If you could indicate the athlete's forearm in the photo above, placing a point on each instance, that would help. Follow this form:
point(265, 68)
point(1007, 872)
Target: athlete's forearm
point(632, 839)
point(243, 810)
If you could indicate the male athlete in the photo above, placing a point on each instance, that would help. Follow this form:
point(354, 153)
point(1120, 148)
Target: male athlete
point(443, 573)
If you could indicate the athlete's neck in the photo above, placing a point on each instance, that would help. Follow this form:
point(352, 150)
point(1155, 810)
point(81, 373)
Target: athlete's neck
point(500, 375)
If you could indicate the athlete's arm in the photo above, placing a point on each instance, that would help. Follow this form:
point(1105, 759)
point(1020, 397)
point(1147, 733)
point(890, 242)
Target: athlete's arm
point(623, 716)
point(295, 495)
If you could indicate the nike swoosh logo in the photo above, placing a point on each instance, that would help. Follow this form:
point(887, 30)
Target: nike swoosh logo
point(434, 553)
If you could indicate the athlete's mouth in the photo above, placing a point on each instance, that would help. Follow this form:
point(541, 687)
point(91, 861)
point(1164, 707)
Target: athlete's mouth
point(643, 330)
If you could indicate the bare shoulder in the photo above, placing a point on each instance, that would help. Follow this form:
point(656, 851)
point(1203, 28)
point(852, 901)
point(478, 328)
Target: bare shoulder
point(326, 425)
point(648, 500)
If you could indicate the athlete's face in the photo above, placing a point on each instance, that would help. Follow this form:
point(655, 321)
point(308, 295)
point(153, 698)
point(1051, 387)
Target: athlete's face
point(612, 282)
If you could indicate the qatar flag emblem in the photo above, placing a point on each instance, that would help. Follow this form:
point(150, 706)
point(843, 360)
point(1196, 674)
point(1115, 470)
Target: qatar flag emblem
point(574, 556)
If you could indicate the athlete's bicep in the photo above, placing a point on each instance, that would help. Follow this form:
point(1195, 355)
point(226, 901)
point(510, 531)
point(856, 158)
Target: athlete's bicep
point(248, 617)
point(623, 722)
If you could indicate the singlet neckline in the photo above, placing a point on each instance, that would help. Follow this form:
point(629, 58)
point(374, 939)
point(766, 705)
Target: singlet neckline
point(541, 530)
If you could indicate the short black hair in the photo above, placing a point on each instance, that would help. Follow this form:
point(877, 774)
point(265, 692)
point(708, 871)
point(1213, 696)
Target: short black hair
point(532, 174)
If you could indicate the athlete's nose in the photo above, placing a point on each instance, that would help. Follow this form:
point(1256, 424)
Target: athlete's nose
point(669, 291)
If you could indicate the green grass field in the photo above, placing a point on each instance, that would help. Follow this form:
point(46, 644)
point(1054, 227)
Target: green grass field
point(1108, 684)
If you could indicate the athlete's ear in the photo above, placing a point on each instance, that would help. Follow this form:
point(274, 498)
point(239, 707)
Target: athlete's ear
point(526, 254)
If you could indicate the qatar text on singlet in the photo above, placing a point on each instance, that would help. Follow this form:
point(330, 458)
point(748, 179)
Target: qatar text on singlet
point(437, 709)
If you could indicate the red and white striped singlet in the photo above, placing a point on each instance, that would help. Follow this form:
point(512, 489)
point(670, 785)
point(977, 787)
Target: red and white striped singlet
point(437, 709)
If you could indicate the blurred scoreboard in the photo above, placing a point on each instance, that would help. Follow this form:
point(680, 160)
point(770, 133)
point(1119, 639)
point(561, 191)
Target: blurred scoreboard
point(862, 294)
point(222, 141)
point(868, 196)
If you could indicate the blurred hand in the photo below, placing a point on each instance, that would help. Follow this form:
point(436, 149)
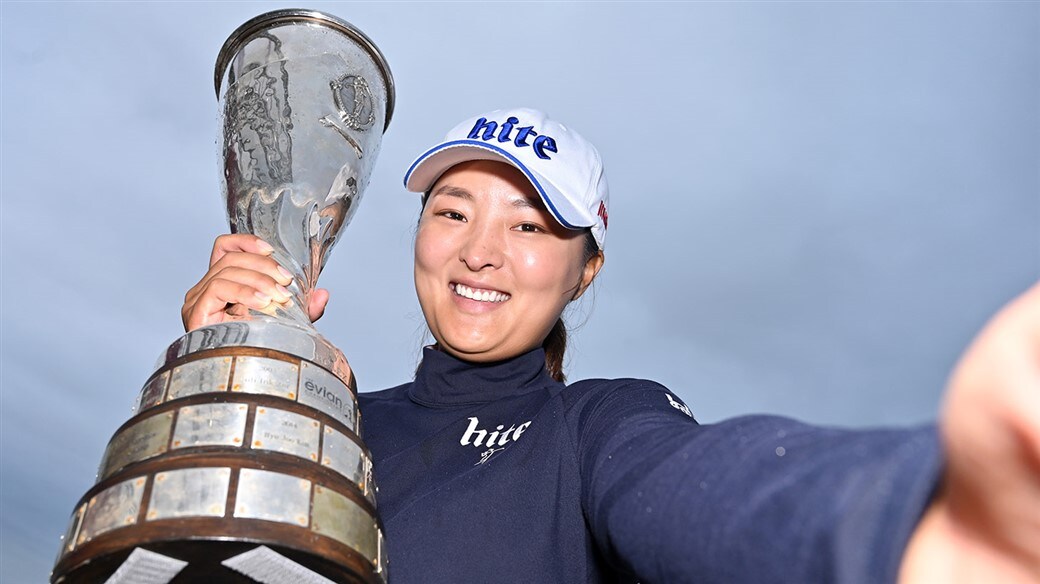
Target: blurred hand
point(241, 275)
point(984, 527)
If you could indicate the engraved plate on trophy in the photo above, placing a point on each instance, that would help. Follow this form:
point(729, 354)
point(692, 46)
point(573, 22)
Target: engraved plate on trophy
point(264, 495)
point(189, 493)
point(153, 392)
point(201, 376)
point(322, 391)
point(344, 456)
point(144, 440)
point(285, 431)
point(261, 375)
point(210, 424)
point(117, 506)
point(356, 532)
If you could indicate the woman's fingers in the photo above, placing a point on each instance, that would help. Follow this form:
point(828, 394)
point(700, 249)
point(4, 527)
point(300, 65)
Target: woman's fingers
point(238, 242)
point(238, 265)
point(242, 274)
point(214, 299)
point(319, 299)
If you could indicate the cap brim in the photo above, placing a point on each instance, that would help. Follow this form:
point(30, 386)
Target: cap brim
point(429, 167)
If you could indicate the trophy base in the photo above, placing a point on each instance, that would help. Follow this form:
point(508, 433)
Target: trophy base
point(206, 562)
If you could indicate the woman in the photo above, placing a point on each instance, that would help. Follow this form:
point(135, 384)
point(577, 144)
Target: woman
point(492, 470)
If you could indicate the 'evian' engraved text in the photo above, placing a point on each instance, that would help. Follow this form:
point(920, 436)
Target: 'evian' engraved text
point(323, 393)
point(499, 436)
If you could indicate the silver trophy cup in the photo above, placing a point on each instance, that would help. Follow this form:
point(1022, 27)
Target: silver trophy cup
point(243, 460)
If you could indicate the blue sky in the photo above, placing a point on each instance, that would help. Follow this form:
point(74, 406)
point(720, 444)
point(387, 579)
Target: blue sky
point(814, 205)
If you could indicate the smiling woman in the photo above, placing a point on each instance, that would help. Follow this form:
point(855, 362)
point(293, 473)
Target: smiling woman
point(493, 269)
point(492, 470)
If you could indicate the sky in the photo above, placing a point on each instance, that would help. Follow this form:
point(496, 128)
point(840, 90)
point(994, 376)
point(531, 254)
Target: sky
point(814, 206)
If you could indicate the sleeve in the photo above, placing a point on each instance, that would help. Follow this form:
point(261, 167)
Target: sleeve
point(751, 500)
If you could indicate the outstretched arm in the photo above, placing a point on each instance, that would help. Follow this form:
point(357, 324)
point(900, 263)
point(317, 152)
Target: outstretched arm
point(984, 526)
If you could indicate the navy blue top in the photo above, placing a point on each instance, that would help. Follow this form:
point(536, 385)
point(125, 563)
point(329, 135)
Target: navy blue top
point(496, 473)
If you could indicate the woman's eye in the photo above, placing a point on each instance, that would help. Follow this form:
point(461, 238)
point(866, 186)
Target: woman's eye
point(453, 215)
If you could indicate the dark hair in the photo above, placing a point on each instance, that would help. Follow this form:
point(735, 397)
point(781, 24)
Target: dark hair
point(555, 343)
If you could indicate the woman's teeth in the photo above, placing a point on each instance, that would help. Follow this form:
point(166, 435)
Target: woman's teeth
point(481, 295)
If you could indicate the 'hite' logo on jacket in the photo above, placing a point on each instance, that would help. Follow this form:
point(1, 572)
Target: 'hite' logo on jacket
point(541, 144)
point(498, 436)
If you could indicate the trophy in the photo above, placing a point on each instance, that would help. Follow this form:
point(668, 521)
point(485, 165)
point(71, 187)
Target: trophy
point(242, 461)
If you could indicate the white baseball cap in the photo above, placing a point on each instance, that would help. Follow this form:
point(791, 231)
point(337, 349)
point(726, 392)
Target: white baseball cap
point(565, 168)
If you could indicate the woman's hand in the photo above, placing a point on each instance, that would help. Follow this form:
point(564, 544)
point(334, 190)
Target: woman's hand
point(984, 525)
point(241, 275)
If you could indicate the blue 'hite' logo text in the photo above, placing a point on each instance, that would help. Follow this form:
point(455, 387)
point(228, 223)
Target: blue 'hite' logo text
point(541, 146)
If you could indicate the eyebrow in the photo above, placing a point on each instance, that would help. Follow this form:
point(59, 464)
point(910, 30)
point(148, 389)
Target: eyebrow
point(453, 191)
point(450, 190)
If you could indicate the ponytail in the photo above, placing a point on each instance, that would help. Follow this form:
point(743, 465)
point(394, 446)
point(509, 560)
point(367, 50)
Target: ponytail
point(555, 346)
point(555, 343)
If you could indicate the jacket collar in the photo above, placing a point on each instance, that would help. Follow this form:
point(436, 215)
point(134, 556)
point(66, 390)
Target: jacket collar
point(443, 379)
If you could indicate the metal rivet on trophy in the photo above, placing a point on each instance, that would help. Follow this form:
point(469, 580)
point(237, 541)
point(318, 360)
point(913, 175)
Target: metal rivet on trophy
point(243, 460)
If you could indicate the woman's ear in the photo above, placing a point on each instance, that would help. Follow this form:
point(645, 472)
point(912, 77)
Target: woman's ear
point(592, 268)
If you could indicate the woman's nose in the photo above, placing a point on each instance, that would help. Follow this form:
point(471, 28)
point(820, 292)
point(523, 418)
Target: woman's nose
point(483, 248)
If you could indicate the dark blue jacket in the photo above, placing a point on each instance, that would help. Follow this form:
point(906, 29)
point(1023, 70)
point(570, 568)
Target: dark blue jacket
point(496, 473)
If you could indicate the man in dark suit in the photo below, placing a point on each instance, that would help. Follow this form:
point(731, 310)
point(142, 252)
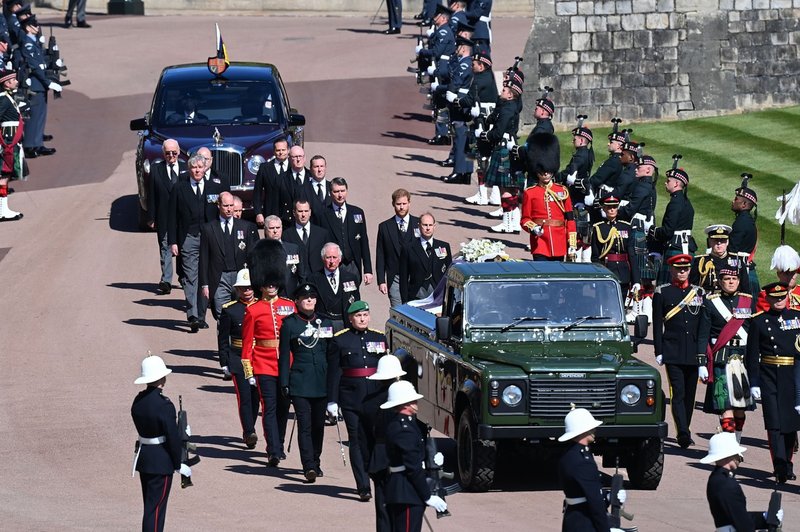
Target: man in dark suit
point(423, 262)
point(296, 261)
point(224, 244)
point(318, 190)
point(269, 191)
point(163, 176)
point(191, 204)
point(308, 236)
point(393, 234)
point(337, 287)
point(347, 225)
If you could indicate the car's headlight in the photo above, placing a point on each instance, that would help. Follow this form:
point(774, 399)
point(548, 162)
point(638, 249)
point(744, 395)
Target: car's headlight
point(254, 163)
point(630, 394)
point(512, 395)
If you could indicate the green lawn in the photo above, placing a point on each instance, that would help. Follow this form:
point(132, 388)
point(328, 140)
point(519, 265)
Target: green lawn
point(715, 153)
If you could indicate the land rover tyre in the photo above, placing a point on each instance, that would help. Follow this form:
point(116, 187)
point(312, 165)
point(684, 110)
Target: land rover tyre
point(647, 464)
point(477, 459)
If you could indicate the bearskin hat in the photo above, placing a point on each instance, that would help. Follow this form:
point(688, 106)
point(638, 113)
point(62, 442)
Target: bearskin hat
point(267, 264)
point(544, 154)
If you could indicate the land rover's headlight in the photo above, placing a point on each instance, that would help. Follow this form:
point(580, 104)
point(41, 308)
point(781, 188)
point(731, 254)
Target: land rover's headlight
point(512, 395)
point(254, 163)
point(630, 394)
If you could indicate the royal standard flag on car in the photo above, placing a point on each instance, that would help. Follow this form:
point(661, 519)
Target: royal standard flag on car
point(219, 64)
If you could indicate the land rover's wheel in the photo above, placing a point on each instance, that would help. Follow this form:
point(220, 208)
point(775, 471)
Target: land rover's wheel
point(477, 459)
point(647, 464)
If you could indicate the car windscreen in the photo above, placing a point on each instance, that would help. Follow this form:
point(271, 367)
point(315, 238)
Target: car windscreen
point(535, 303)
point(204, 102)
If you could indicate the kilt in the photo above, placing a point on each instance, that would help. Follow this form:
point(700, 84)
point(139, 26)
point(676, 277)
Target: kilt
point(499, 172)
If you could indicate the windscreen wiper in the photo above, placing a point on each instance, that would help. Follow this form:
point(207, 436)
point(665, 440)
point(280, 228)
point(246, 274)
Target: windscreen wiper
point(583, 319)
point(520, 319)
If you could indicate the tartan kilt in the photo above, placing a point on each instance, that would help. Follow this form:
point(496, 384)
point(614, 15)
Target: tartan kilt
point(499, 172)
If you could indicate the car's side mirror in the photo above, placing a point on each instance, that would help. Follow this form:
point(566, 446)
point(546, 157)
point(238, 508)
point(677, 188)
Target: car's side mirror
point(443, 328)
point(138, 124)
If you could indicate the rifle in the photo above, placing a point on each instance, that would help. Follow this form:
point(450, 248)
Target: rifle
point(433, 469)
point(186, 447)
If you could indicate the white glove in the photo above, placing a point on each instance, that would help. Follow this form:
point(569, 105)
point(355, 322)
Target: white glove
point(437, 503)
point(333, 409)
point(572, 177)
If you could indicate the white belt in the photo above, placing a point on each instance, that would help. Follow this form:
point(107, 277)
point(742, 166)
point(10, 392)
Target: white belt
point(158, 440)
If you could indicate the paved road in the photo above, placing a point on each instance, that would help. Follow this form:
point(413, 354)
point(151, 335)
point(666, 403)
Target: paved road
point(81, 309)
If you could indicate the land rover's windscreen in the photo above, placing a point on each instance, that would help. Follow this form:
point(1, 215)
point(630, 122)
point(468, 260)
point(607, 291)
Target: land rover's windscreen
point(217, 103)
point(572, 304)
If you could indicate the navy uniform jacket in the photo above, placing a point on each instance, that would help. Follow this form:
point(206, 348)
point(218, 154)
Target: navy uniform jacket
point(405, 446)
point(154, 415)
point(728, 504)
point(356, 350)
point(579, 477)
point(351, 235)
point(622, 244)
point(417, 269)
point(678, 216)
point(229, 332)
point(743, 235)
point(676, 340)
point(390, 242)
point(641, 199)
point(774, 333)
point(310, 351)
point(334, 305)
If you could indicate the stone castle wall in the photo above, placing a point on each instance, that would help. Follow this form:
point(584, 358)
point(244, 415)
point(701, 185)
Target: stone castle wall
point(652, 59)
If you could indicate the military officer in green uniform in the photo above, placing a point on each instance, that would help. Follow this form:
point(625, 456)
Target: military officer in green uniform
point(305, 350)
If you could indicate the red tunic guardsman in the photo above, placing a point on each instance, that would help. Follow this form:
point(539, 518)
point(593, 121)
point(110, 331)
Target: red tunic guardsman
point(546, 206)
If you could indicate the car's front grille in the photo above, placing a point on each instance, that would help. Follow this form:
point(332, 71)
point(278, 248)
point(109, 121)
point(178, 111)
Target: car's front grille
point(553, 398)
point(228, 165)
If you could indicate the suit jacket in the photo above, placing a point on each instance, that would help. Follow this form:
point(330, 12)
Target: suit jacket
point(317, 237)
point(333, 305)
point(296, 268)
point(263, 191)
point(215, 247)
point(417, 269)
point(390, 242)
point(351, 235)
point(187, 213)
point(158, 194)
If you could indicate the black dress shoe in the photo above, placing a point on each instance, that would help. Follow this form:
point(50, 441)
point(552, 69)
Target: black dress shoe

──────────────────────────────

*Requirement*
Copy the records line for line, beginning at their first line and ending with the line that contains "point(434, 553)".

*Right answer*
If you could indicate the athlete's forearm in the photo above, placing a point on each instance, that would help. Follow this form:
point(265, 68)
point(1007, 872)
Target: athlete's forearm
point(632, 839)
point(243, 810)
If you could indicate the male athlete in the photo above, placing a point on each instance, that would help. Follow this form:
point(354, 153)
point(1120, 148)
Target: male athlete
point(443, 573)
If you could indicate the athlete's neck in the photo above, placing a point on each instance, that would help. Follow this form:
point(352, 150)
point(1155, 810)
point(81, 373)
Target: athlete's neck
point(500, 375)
If you could indicate the athlete's arm in the photo above, placing a point on each instance, that would help. Follow this form:
point(1105, 759)
point(1020, 397)
point(1147, 733)
point(890, 242)
Target: athlete's arm
point(623, 716)
point(295, 495)
If you could indicate the nike swoosh logo in the photo above, placing a point on each instance, that would help. Follow this form:
point(887, 30)
Target: nike swoosh logo
point(434, 553)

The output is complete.